*PASSAGE TO READ:*
________________________________________
Rav Uren Reich: "If the Gemara says it, it's emes veyatziv. There's nothing to think about. Anything we see with our eyes is less of a reality than something we see in the Gemara. That’s the emunah that a yid has to have."
Rav Moshe Shapiro: Anyone with the slightest grasp of Chazal will realize that they were not speaking about the physical biology of bats. In the world of pnimiyus, the bat actually does lay eggs.
Rav Yisroel Belsky: "The sages of the Talmud were far advanced in all facets of wisdom and correct in every field of knowledge. They spoke only the truth and were the repository of all wisdom. So-called contradictions between Torah and science never present any problem, because there are none that cannot be resolved with ease; every seeming contradiction can be shown to be of no consequence to a seasoned mind." (He did not respond to my question as to how this actually works out in practice.)
Rabbi Moshe Meiselman: The Gemara is actually referring to the duck-billed platypus of Australia. Note that according to Rabbi Meiselman, the Gemara referred to the platypus with the same name that the Torah uses for the bat, another creature that also has mixed characteristics of mammals and birds, thereby misleading every student of the Gemara for the last 1500 years to mistakenly believe that they were talking about the same creature.
________________________________________
*DATA FOR ANALYSIS:*
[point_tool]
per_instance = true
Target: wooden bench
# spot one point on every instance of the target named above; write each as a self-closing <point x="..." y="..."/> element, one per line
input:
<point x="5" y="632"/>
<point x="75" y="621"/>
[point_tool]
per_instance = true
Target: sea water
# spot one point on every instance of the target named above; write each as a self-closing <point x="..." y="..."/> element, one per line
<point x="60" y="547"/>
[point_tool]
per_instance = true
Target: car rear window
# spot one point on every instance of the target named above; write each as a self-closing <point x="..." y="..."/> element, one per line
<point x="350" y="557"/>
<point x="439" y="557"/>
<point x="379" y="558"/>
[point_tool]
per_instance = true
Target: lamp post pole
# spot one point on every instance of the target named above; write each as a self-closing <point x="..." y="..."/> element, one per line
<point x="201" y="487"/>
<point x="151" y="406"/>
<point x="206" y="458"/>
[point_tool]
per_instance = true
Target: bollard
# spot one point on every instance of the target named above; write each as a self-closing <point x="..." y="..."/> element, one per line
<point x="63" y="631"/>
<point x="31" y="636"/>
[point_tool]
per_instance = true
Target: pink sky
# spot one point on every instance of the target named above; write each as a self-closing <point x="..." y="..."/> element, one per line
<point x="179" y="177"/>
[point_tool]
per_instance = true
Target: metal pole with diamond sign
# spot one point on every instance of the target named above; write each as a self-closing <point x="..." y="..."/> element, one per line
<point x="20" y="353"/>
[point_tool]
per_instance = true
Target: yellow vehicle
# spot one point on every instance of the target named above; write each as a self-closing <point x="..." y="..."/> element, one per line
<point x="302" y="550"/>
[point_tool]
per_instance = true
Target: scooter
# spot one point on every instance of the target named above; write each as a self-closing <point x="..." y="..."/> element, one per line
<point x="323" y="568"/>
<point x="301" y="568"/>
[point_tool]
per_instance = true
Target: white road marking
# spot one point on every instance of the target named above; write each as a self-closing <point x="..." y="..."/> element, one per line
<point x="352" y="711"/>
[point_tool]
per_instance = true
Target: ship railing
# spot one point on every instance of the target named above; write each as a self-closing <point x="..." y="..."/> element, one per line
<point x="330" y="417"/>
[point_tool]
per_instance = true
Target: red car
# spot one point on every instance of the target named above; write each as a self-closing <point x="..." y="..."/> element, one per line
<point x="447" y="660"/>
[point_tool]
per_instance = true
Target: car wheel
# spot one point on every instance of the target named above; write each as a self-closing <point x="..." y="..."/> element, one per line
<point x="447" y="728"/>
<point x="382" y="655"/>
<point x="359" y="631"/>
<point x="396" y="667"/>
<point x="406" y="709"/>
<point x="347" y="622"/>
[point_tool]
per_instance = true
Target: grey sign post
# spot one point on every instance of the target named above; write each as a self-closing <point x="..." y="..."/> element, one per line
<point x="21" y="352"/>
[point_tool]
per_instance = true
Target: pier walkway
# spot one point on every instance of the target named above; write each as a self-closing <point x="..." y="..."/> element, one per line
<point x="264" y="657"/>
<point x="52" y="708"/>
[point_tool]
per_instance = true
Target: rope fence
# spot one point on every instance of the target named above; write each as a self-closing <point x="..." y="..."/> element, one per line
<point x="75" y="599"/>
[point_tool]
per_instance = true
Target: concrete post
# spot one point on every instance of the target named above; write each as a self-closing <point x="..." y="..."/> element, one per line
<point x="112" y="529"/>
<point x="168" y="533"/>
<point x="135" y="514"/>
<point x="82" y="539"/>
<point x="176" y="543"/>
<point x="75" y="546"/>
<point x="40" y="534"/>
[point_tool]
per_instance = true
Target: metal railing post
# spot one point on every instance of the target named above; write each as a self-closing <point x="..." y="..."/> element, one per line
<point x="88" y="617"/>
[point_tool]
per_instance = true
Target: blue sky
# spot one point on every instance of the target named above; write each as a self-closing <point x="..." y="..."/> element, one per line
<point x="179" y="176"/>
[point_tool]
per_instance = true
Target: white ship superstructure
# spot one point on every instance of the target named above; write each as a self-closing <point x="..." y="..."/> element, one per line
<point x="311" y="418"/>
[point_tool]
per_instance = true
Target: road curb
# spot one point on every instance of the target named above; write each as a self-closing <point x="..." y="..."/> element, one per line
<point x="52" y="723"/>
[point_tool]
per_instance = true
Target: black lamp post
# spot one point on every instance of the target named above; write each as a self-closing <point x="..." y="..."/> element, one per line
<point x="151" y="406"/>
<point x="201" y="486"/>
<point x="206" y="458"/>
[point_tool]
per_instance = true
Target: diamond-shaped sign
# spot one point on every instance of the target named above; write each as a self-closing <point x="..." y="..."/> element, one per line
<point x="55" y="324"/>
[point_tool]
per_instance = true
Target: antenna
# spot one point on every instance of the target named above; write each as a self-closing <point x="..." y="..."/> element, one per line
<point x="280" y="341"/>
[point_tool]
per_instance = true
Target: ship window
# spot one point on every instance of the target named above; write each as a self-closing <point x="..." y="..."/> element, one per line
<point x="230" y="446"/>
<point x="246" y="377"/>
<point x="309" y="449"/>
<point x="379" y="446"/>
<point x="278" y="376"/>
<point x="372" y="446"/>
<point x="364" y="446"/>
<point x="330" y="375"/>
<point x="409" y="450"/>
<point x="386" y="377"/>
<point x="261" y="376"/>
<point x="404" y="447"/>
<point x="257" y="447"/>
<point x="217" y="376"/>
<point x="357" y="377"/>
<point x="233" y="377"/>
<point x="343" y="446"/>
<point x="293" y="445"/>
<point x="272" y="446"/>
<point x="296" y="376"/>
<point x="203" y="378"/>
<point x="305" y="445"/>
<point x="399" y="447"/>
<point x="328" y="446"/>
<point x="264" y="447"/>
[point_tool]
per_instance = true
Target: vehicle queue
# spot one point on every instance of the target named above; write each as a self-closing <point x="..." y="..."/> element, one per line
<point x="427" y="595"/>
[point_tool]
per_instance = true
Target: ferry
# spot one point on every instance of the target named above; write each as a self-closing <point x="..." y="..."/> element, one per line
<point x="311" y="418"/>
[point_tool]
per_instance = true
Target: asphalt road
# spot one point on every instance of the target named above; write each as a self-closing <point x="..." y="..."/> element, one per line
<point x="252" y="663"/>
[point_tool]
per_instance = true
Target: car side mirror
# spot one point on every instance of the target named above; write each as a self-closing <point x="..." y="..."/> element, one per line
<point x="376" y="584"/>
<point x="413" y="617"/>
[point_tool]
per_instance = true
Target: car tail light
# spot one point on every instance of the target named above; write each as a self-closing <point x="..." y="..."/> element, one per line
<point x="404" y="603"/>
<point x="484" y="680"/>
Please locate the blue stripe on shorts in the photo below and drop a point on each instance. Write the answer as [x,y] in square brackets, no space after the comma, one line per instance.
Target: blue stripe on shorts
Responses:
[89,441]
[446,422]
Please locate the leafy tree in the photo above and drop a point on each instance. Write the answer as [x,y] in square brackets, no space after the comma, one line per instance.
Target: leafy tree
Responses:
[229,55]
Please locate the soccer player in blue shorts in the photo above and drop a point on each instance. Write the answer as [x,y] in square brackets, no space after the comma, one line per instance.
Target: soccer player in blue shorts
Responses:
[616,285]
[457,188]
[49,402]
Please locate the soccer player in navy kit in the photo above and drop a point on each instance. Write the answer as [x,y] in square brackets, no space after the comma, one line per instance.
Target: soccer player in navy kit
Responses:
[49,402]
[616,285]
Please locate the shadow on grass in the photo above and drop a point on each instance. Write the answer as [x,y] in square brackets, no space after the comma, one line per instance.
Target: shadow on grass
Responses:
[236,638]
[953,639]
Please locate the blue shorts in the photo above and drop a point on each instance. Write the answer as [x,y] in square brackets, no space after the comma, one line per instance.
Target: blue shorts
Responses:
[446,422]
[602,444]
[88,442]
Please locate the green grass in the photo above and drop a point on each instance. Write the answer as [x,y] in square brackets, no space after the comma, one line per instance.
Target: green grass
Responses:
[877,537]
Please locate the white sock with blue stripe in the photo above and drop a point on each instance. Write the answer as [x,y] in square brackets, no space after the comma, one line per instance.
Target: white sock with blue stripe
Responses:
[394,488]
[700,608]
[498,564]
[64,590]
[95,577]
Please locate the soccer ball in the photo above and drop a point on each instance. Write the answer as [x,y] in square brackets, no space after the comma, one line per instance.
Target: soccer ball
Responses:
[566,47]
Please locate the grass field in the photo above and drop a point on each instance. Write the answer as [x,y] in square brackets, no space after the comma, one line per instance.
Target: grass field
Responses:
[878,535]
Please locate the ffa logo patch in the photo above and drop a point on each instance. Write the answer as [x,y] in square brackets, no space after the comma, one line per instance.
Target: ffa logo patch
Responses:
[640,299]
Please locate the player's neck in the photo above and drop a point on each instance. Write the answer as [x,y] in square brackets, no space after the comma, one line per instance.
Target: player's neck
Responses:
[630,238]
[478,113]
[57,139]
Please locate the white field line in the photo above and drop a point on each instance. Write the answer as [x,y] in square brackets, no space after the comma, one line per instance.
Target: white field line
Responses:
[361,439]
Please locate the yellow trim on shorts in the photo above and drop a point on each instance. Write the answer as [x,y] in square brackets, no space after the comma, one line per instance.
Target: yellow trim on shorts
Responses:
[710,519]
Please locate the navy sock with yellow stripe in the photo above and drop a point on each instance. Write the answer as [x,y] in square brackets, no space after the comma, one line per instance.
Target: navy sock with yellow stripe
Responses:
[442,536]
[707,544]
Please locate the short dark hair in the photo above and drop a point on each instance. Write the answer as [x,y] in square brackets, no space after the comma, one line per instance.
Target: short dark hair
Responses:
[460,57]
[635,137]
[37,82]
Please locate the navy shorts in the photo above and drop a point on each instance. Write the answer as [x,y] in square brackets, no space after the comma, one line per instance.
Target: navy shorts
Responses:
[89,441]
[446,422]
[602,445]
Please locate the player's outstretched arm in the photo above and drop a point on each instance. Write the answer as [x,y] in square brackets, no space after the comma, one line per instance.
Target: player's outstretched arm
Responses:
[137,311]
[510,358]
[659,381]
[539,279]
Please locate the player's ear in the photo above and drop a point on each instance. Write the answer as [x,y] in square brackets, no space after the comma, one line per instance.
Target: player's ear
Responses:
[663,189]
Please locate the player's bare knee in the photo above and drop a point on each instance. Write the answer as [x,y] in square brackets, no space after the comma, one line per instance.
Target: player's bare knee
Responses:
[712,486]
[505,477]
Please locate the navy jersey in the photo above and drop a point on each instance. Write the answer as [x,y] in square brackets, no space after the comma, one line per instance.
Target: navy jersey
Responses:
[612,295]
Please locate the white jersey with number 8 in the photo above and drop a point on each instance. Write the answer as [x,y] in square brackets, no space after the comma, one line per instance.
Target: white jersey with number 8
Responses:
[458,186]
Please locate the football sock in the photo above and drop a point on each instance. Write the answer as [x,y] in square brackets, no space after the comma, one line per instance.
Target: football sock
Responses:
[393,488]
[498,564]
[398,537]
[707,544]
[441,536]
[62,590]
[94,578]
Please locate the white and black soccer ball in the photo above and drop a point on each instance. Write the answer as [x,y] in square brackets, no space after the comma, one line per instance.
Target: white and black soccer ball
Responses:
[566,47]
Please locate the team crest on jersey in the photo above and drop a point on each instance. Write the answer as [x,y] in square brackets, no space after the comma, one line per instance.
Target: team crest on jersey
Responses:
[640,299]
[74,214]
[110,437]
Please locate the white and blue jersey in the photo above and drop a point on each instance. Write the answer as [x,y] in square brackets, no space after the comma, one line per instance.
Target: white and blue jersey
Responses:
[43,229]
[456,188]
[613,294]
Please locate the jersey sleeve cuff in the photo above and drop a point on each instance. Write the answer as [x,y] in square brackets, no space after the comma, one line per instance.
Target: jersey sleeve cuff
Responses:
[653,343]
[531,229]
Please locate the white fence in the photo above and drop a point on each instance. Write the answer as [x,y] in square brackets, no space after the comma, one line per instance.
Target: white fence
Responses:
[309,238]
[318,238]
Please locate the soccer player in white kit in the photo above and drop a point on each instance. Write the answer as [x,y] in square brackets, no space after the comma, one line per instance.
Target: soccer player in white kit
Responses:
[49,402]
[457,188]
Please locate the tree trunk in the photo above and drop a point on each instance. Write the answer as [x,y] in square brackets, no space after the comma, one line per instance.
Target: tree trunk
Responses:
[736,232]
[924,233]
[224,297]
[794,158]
________________________________________
*QUESTIONS:*
- A) In the rabbis' statements, which animal does Rabbi Moshe Meiselman say the Gemara is actually referring to?
- B) Quote the rabbis' statements from "Rav Moshe Shapiro: Anyone" to "does lay eggs.".

*SOLUTION SET:*
- A) The duck-billed platypus of Australia.

- B)
Rav Moshe Shapiro: Anyone with the slightest grasp of Chazal will realize that they were not speaking about the physical biology of bats. In the world of pnimiyus, the bat actually does lay eggs.